### Extract provided

◆ ◆ ◆ ◆

# Laptop with NVIDIA Ge Force 8200M G



## Bumba (Dec 24, 2008)

Hi,
I want to know about the laptop with configuration as given below:
HCL Leaptop B38
Intel C2D T 5800, 2mb Cache,
Nvidia Ge Force 8200M G
15.4"WXGA
approx cost -Rs 38K
use - Besides regular work, movies and play games like Fifa 08/09
Any Suggestions please.*www.thinkdigit.com/forum/images/icons/icon7.gif


----------



## ashu888ashu888 (Dec 24, 2008)

Well if u jus wanna play games like fifa 08/09 , then tat gpu (nVIDIA) will solve ur purpose,..  no doubt..

But I dunno if u really wanna stick to tat budget or extend tat budget a lil bit more and get a HP DV series lappy with 9xxx series of gpu.. 

If tats ur ONLY budget (of 38K) then 8200M is a good option..  
----------


Cheers n e-peace...


----------



## IronManForever (Dec 24, 2008)

Why HCL? There are better brands. Acer 4530 should be better for your work!


----------



## MetalheadGautham (Dec 24, 2008)

salman_wanted_dead_alive said:


> 8200 is old.  9 series required to play latest games
> 
> read
> *www.thinkdigit.com/forum/showthread.php?t=104892


Says who ?
8200 and 8300 are still awesome, and 9100, 9200, 9300 and 9400 are just refreshes.

◆ ◆ ◆ ◆

### Extracted material
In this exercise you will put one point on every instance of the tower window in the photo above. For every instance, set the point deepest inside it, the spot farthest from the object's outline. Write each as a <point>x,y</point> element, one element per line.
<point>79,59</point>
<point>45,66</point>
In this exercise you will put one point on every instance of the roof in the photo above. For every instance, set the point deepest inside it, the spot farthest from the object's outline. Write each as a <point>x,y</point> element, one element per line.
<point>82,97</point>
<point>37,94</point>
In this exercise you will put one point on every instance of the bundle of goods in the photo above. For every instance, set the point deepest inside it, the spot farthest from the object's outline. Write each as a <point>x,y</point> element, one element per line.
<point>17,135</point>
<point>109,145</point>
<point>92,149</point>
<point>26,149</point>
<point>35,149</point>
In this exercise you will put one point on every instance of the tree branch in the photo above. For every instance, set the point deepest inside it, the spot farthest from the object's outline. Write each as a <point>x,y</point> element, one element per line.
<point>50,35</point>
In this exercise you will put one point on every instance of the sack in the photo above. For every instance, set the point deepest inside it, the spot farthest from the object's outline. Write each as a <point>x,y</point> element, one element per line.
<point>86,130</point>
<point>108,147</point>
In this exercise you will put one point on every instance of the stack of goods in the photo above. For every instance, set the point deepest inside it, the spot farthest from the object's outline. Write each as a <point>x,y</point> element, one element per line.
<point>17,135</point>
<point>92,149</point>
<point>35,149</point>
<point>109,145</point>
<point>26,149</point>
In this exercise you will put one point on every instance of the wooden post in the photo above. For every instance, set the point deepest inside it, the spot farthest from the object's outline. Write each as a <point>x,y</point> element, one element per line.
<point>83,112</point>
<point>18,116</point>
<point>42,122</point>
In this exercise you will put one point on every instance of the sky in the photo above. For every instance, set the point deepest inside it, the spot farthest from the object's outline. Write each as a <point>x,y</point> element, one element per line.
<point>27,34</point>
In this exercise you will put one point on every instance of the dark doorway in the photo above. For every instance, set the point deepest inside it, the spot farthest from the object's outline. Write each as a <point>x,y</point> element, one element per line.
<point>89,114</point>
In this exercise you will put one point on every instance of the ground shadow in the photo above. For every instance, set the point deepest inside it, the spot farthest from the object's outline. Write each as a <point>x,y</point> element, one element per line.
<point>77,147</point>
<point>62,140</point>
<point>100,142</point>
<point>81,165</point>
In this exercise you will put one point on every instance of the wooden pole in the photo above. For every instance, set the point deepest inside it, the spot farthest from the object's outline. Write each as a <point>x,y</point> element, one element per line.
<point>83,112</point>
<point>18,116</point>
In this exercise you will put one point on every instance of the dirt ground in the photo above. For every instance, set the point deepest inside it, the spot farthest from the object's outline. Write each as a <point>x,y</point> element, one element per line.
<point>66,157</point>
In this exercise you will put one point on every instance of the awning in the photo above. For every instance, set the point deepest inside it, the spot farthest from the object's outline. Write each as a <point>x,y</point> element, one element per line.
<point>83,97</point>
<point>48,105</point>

◆ ◆ ◆ ◆

### Aim 1
Reproduce a passage from the laptop forum thread, beginning at the words "Well if u jus" and stopping after "Cheers n e-peace...".
### Aim 2
In the laptop forum thread, which Acer model does one reply recommend as better for the original poster's work?
The listing is not needed for this work.

### Exercise answer 1
Well if u jus wanna play games like fifa 08/09 , then tat gpu (nVIDIA) will solve ur purpose,..  no doubt..

But I dunno if u really wanna stick to tat budget or extend tat budget a lil bit more and get a HP DV series lappy with 9xxx series of gpu.. 

If tats ur ONLY budget (of 38K) then 8200M is a good option..  
----------


Cheers n e-peace...

### Exercise answer 2
The Acer 4530.